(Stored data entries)
----------------------------------------
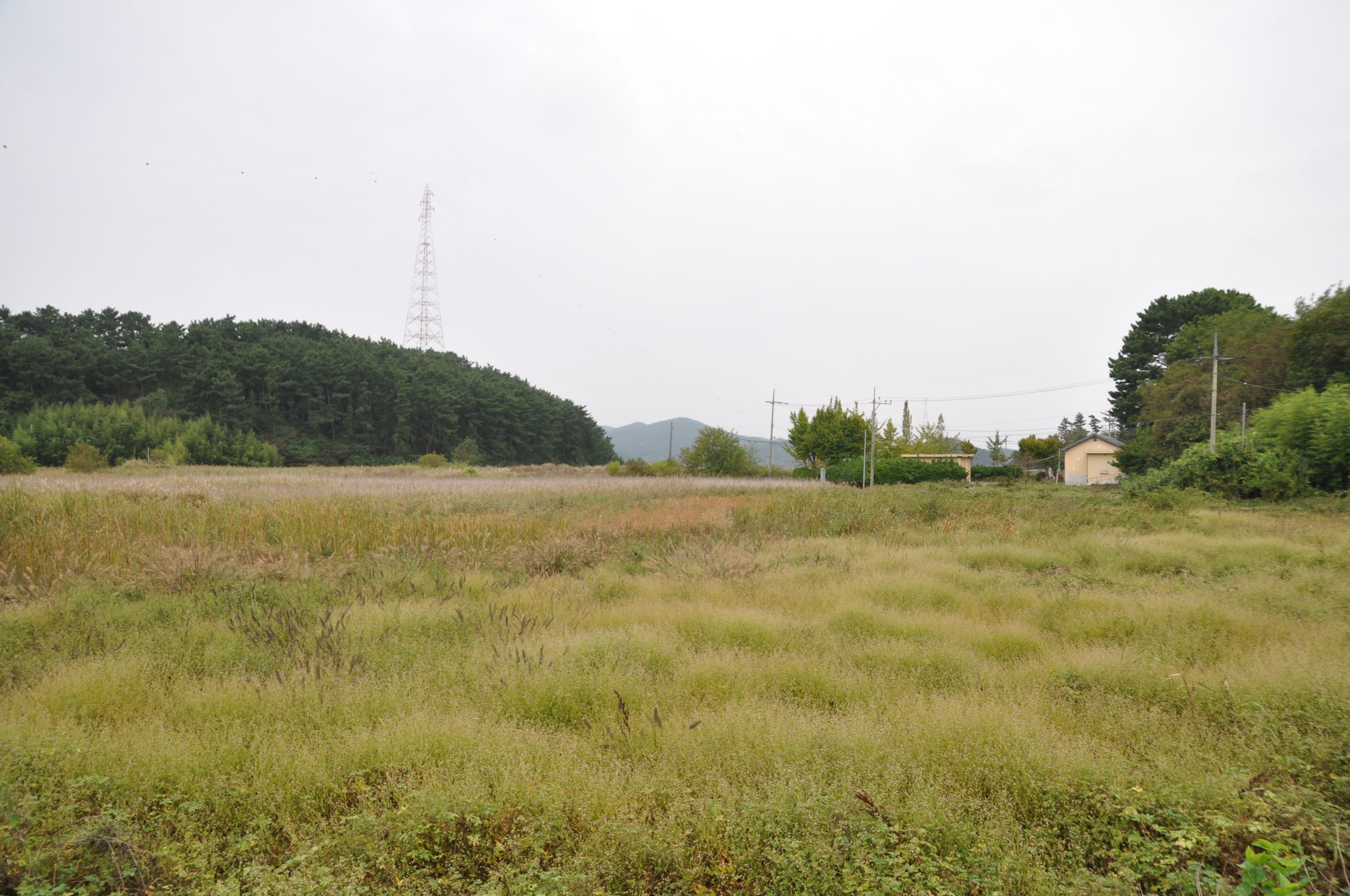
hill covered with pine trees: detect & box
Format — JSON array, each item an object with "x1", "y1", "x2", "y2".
[{"x1": 0, "y1": 306, "x2": 614, "y2": 464}]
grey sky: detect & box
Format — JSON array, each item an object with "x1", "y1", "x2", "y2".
[{"x1": 0, "y1": 0, "x2": 1350, "y2": 444}]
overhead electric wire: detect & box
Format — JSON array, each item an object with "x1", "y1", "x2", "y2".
[
  {"x1": 883, "y1": 376, "x2": 1111, "y2": 401},
  {"x1": 0, "y1": 167, "x2": 391, "y2": 196},
  {"x1": 0, "y1": 205, "x2": 400, "y2": 224}
]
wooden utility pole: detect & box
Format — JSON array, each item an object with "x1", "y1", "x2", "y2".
[
  {"x1": 863, "y1": 386, "x2": 891, "y2": 486},
  {"x1": 1191, "y1": 330, "x2": 1232, "y2": 455}
]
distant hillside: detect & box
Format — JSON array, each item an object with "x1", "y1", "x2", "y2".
[
  {"x1": 0, "y1": 306, "x2": 614, "y2": 464},
  {"x1": 602, "y1": 417, "x2": 796, "y2": 467}
]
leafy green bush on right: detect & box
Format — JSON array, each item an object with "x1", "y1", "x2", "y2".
[
  {"x1": 1122, "y1": 433, "x2": 1308, "y2": 501},
  {"x1": 1123, "y1": 385, "x2": 1350, "y2": 501},
  {"x1": 971, "y1": 464, "x2": 1026, "y2": 482}
]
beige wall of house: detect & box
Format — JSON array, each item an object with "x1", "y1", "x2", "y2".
[
  {"x1": 1064, "y1": 436, "x2": 1121, "y2": 486},
  {"x1": 904, "y1": 453, "x2": 975, "y2": 482}
]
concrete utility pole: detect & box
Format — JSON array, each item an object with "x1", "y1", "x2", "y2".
[
  {"x1": 1191, "y1": 330, "x2": 1232, "y2": 455},
  {"x1": 857, "y1": 421, "x2": 867, "y2": 489},
  {"x1": 767, "y1": 388, "x2": 787, "y2": 478}
]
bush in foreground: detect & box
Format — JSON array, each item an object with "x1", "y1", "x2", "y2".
[
  {"x1": 825, "y1": 457, "x2": 965, "y2": 486},
  {"x1": 1251, "y1": 385, "x2": 1350, "y2": 491},
  {"x1": 1122, "y1": 433, "x2": 1308, "y2": 501},
  {"x1": 971, "y1": 464, "x2": 1026, "y2": 482}
]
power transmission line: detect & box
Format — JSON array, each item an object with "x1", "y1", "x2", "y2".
[{"x1": 1191, "y1": 330, "x2": 1232, "y2": 455}]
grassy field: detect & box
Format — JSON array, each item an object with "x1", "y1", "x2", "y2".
[{"x1": 0, "y1": 470, "x2": 1350, "y2": 894}]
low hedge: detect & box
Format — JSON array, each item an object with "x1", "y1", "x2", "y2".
[
  {"x1": 971, "y1": 464, "x2": 1026, "y2": 480},
  {"x1": 825, "y1": 457, "x2": 965, "y2": 486}
]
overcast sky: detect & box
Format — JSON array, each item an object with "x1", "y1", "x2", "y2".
[{"x1": 0, "y1": 0, "x2": 1350, "y2": 445}]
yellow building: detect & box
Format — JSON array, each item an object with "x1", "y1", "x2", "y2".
[
  {"x1": 903, "y1": 452, "x2": 975, "y2": 482},
  {"x1": 1064, "y1": 434, "x2": 1121, "y2": 486}
]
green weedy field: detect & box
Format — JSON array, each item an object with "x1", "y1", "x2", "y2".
[{"x1": 0, "y1": 470, "x2": 1350, "y2": 894}]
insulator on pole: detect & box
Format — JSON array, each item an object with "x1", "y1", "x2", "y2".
[{"x1": 403, "y1": 185, "x2": 446, "y2": 351}]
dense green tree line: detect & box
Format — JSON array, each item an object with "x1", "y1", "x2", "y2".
[
  {"x1": 0, "y1": 306, "x2": 613, "y2": 464},
  {"x1": 1111, "y1": 286, "x2": 1350, "y2": 474},
  {"x1": 787, "y1": 397, "x2": 975, "y2": 469}
]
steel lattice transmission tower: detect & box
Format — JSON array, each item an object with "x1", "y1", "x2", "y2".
[{"x1": 403, "y1": 183, "x2": 446, "y2": 351}]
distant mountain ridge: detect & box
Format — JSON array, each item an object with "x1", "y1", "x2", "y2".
[{"x1": 601, "y1": 417, "x2": 798, "y2": 467}]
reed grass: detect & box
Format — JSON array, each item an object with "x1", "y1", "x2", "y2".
[{"x1": 0, "y1": 470, "x2": 1350, "y2": 893}]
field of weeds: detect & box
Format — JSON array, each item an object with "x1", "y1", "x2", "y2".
[{"x1": 0, "y1": 470, "x2": 1350, "y2": 894}]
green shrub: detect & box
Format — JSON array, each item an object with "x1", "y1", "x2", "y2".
[
  {"x1": 449, "y1": 436, "x2": 483, "y2": 464},
  {"x1": 971, "y1": 464, "x2": 1026, "y2": 482},
  {"x1": 1251, "y1": 385, "x2": 1350, "y2": 491},
  {"x1": 825, "y1": 457, "x2": 965, "y2": 486},
  {"x1": 1123, "y1": 433, "x2": 1308, "y2": 501},
  {"x1": 65, "y1": 441, "x2": 108, "y2": 472},
  {"x1": 605, "y1": 457, "x2": 683, "y2": 476},
  {"x1": 0, "y1": 436, "x2": 38, "y2": 476}
]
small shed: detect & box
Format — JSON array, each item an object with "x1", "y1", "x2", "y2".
[
  {"x1": 902, "y1": 452, "x2": 975, "y2": 482},
  {"x1": 1064, "y1": 433, "x2": 1122, "y2": 486}
]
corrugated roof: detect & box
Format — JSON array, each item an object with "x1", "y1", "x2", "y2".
[{"x1": 1063, "y1": 433, "x2": 1124, "y2": 451}]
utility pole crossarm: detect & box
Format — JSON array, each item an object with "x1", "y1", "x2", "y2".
[{"x1": 764, "y1": 388, "x2": 788, "y2": 479}]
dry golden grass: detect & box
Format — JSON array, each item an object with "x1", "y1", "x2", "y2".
[{"x1": 0, "y1": 470, "x2": 1350, "y2": 893}]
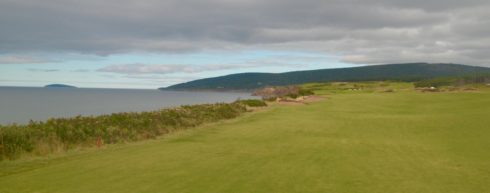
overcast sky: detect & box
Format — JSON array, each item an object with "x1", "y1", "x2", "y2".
[{"x1": 0, "y1": 0, "x2": 490, "y2": 88}]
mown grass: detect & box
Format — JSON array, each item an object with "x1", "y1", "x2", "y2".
[{"x1": 0, "y1": 85, "x2": 490, "y2": 193}]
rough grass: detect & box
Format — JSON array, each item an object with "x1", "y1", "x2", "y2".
[
  {"x1": 0, "y1": 103, "x2": 246, "y2": 161},
  {"x1": 0, "y1": 91, "x2": 490, "y2": 193}
]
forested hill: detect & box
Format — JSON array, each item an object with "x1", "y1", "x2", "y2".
[{"x1": 161, "y1": 63, "x2": 490, "y2": 90}]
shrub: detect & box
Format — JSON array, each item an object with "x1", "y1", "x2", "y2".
[
  {"x1": 0, "y1": 101, "x2": 245, "y2": 160},
  {"x1": 238, "y1": 99, "x2": 267, "y2": 107}
]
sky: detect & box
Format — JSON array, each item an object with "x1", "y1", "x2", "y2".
[{"x1": 0, "y1": 0, "x2": 490, "y2": 89}]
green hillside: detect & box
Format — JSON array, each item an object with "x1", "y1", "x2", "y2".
[
  {"x1": 162, "y1": 63, "x2": 490, "y2": 90},
  {"x1": 0, "y1": 83, "x2": 490, "y2": 193}
]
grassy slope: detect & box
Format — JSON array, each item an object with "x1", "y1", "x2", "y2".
----------------------------------------
### [Aim of the task]
Please reproduce all of the lines above word for word, leaving out the pictures.

### [Completed task]
hill covered with pine trees: detect & box
Format — JSON array, each item an object with "x1", "y1", "x2", "y2".
[{"x1": 0, "y1": 306, "x2": 614, "y2": 464}]
grey sky: detect & box
Format — JSON array, each item an object with "x1", "y1", "x2", "y2".
[{"x1": 0, "y1": 0, "x2": 1350, "y2": 444}]
overhead electric wire: detect & box
Format — JSON array, each item an object with "x1", "y1", "x2", "y2".
[
  {"x1": 883, "y1": 376, "x2": 1111, "y2": 401},
  {"x1": 0, "y1": 167, "x2": 391, "y2": 196},
  {"x1": 0, "y1": 205, "x2": 400, "y2": 224}
]
wooden utility pole: detect & box
Format — JSON array, each item an object with "x1", "y1", "x2", "y2".
[
  {"x1": 863, "y1": 386, "x2": 891, "y2": 486},
  {"x1": 1191, "y1": 330, "x2": 1232, "y2": 455}
]
distant hillside: detect & box
Format — JSON array, each item an object with "x1", "y1", "x2", "y2".
[
  {"x1": 0, "y1": 306, "x2": 614, "y2": 464},
  {"x1": 602, "y1": 417, "x2": 796, "y2": 467}
]
leafy green bush on right: detect & box
Format — JSON array, each item an object with "x1", "y1", "x2", "y2".
[
  {"x1": 1122, "y1": 433, "x2": 1308, "y2": 501},
  {"x1": 1123, "y1": 385, "x2": 1350, "y2": 501},
  {"x1": 971, "y1": 464, "x2": 1026, "y2": 482}
]
beige wall of house: detect & box
Format — JSON array, each item an object with "x1", "y1", "x2", "y2".
[
  {"x1": 1064, "y1": 436, "x2": 1121, "y2": 486},
  {"x1": 904, "y1": 453, "x2": 975, "y2": 482}
]
concrete utility pole: detect & box
Format — JSON array, each item an object with "x1", "y1", "x2", "y2".
[
  {"x1": 1191, "y1": 330, "x2": 1232, "y2": 455},
  {"x1": 857, "y1": 421, "x2": 867, "y2": 489},
  {"x1": 767, "y1": 388, "x2": 787, "y2": 478}
]
bush in foreground: detect & box
Format — JSON array, each item an object with "x1", "y1", "x2", "y2".
[
  {"x1": 825, "y1": 457, "x2": 965, "y2": 486},
  {"x1": 1251, "y1": 385, "x2": 1350, "y2": 491},
  {"x1": 1122, "y1": 433, "x2": 1308, "y2": 501},
  {"x1": 971, "y1": 464, "x2": 1026, "y2": 482}
]
power transmission line: detect & box
Format — JSON array, each item an object with "x1", "y1", "x2", "y2".
[{"x1": 1191, "y1": 330, "x2": 1232, "y2": 455}]
grassy field: detect & box
Format — JSON array, each item an object with "x1", "y1", "x2", "y2".
[{"x1": 0, "y1": 470, "x2": 1350, "y2": 894}]
low hedge: detect & box
Format — JSON array, each item an object with "x1", "y1", "x2", "y2".
[
  {"x1": 971, "y1": 464, "x2": 1026, "y2": 480},
  {"x1": 825, "y1": 457, "x2": 965, "y2": 486}
]
overcast sky: detect & box
Format — JSON array, each item an object with "x1", "y1", "x2", "y2".
[{"x1": 0, "y1": 0, "x2": 1350, "y2": 445}]
yellow building: detect & box
Format — JSON array, each item an object with "x1", "y1", "x2", "y2".
[
  {"x1": 903, "y1": 452, "x2": 975, "y2": 482},
  {"x1": 1064, "y1": 434, "x2": 1121, "y2": 486}
]
green weedy field: detect & box
Format — JSON array, each item an object with "x1", "y1", "x2", "y2".
[{"x1": 0, "y1": 470, "x2": 1350, "y2": 894}]
insulator on pole: detect & box
Format — JSON array, each item an object with "x1", "y1", "x2", "y2".
[{"x1": 403, "y1": 185, "x2": 446, "y2": 351}]
dense green tree line: detect & box
Format — JSON array, each item an object with "x1", "y1", "x2", "y2".
[
  {"x1": 0, "y1": 306, "x2": 613, "y2": 464},
  {"x1": 1111, "y1": 286, "x2": 1350, "y2": 474},
  {"x1": 787, "y1": 397, "x2": 975, "y2": 469}
]
steel lattice transmission tower: detect & box
Format — JSON array, each item an object with "x1", "y1", "x2", "y2".
[{"x1": 403, "y1": 183, "x2": 446, "y2": 351}]
distant mountain ridge: detect & box
Format — JSON array, each item an object with "x1", "y1", "x2", "y2".
[{"x1": 601, "y1": 417, "x2": 798, "y2": 467}]
reed grass: detect & box
Format — JSON array, each item an object with "x1", "y1", "x2", "y2".
[{"x1": 0, "y1": 470, "x2": 1350, "y2": 893}]
field of weeds: detect & box
Format — JSON array, each item an object with "x1", "y1", "x2", "y2".
[{"x1": 0, "y1": 470, "x2": 1350, "y2": 894}]
green shrub: detect & box
Format — JSON array, each item an object with "x1", "y1", "x2", "y2".
[
  {"x1": 449, "y1": 436, "x2": 483, "y2": 464},
  {"x1": 971, "y1": 464, "x2": 1026, "y2": 482},
  {"x1": 1251, "y1": 385, "x2": 1350, "y2": 491},
  {"x1": 825, "y1": 457, "x2": 965, "y2": 486},
  {"x1": 1123, "y1": 433, "x2": 1308, "y2": 501},
  {"x1": 65, "y1": 441, "x2": 108, "y2": 472},
  {"x1": 605, "y1": 457, "x2": 683, "y2": 476},
  {"x1": 0, "y1": 436, "x2": 38, "y2": 476}
]
small shed: detect & box
Format — JSON array, each item an object with "x1", "y1", "x2", "y2".
[
  {"x1": 902, "y1": 452, "x2": 975, "y2": 482},
  {"x1": 1064, "y1": 433, "x2": 1122, "y2": 486}
]
corrugated roof: detect & box
Format — JSON array, each item an object with "x1", "y1", "x2", "y2".
[{"x1": 1063, "y1": 433, "x2": 1124, "y2": 451}]
utility pole crossarm: detect & box
Format — JSON array, each item an object with "x1", "y1", "x2", "y2".
[{"x1": 764, "y1": 388, "x2": 788, "y2": 479}]
dry golden grass: detect & box
Format — JSON array, each item an object with "x1", "y1", "x2", "y2".
[{"x1": 0, "y1": 470, "x2": 1350, "y2": 893}]
overcast sky: detect & box
Format — JSON array, each item an object with "x1", "y1", "x2", "y2".
[{"x1": 0, "y1": 0, "x2": 490, "y2": 88}]
mown grass: detect & box
Format — JSON array, each item an object with "x1", "y1", "x2", "y2".
[{"x1": 0, "y1": 85, "x2": 490, "y2": 193}]
rough grass: detect & box
Format — JSON array, each item an object with "x1", "y1", "x2", "y2".
[
  {"x1": 0, "y1": 103, "x2": 246, "y2": 161},
  {"x1": 0, "y1": 91, "x2": 490, "y2": 193}
]
forested hill: detect & box
Format — JSON array, each item an object with "x1", "y1", "x2", "y2".
[{"x1": 161, "y1": 63, "x2": 490, "y2": 90}]
shrub: detect & box
Format — JSON array, each item an object with "x1", "y1", "x2", "y2".
[
  {"x1": 0, "y1": 101, "x2": 245, "y2": 160},
  {"x1": 238, "y1": 99, "x2": 267, "y2": 107}
]
sky: detect & box
Format — JSON array, each item an object with "x1", "y1", "x2", "y2".
[{"x1": 0, "y1": 0, "x2": 490, "y2": 89}]
green hillside: detect & box
Format — JSON array, each item an object with "x1", "y1", "x2", "y2".
[
  {"x1": 162, "y1": 63, "x2": 490, "y2": 90},
  {"x1": 0, "y1": 83, "x2": 490, "y2": 193}
]
grassy slope: detect & box
Format — JSON array, each item an object with "x1", "y1", "x2", "y2".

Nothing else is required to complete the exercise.